*** Data extracts
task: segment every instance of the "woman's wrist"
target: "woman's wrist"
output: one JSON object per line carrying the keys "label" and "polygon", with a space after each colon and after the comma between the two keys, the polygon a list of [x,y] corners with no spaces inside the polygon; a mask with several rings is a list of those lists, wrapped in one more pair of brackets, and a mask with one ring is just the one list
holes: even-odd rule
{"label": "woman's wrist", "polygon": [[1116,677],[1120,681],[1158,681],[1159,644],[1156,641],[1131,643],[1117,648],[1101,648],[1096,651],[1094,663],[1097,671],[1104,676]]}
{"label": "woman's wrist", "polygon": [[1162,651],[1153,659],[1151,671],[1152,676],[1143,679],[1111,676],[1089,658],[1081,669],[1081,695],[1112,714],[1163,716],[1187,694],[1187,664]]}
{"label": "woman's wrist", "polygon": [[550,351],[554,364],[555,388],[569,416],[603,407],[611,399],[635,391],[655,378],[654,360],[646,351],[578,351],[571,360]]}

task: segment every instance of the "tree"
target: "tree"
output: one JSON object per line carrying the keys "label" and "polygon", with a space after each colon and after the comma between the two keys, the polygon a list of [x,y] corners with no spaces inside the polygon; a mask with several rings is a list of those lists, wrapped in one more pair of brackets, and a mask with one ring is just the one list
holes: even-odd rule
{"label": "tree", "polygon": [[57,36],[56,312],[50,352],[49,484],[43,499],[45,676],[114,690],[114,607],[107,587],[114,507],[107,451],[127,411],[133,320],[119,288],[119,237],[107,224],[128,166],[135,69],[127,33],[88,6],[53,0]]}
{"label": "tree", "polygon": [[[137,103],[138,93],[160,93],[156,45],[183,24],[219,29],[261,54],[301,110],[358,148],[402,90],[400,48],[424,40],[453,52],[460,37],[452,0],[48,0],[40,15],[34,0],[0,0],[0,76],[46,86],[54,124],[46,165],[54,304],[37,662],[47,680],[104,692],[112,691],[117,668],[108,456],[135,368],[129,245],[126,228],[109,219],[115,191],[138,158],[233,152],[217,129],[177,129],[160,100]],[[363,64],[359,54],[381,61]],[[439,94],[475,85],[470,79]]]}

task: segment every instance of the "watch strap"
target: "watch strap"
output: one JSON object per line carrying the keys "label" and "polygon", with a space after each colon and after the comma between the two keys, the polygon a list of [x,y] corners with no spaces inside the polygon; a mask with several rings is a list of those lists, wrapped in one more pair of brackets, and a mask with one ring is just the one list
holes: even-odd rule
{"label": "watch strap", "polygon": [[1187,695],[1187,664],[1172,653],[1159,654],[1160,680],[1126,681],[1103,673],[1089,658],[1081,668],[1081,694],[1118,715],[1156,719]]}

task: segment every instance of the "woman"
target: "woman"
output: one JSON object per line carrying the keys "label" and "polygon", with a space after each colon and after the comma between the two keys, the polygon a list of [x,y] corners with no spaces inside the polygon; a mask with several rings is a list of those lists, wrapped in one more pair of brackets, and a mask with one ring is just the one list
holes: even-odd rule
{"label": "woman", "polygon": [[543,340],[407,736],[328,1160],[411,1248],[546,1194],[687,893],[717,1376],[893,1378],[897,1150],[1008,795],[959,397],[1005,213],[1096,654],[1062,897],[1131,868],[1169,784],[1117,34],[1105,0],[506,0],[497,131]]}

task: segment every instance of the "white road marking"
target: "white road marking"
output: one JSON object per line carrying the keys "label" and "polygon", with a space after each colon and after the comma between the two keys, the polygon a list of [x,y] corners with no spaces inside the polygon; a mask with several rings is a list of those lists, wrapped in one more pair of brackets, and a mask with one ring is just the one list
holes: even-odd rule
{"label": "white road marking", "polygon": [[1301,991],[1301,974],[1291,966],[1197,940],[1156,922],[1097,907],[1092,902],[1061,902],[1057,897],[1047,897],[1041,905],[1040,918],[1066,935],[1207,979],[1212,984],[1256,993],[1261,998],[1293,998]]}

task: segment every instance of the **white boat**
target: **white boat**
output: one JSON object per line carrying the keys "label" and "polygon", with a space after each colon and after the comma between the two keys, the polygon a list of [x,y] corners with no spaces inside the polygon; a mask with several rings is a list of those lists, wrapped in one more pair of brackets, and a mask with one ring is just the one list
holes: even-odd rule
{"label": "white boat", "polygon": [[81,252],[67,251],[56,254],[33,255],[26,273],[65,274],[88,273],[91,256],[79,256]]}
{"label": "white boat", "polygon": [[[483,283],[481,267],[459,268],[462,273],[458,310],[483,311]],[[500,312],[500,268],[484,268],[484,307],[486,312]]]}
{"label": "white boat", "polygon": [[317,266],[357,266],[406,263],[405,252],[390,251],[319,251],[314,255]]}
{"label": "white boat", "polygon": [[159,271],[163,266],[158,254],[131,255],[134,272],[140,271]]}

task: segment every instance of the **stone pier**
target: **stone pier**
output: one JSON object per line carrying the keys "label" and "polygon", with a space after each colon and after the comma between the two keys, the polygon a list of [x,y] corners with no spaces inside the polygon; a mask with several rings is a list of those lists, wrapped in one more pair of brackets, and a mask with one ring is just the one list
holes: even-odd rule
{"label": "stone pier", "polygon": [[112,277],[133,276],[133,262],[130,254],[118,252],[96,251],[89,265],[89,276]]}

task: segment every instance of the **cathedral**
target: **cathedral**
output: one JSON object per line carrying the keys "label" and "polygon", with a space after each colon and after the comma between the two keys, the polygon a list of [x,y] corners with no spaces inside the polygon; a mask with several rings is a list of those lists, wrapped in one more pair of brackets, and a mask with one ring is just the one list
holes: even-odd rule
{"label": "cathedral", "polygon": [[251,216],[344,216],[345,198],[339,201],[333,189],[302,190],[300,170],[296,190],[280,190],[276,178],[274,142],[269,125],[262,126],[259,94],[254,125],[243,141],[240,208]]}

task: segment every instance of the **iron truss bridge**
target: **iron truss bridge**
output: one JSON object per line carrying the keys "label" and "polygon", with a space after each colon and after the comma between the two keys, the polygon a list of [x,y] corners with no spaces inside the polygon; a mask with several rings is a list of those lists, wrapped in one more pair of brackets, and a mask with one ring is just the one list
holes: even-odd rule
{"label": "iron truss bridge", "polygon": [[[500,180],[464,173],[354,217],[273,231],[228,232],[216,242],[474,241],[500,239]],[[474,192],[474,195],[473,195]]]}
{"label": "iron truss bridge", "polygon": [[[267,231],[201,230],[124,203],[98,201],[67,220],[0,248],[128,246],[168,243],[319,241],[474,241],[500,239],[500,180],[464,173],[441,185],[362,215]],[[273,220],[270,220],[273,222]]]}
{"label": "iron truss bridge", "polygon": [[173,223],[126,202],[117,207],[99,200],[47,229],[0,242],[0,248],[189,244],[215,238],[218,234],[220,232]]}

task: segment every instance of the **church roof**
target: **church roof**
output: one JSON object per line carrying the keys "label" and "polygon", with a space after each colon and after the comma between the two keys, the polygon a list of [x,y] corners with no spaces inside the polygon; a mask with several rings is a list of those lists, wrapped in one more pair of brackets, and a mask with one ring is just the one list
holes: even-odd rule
******
§ Problem to solve
Please find all lines of the entries that hold the string "instance" and copy them.

§ Reply to the task
task: segment every instance of the "woman's wrist"
task: segment every instance of the "tree"
task: segment every instance of the "watch strap"
task: segment every instance of the "woman"
task: segment every instance of the "white road marking"
task: segment every instance of the **white boat**
task: segment every instance of the **stone pier**
task: segment every instance of the **cathedral**
task: segment every instance of the **iron truss bridge**
task: segment every instance of the **church roof**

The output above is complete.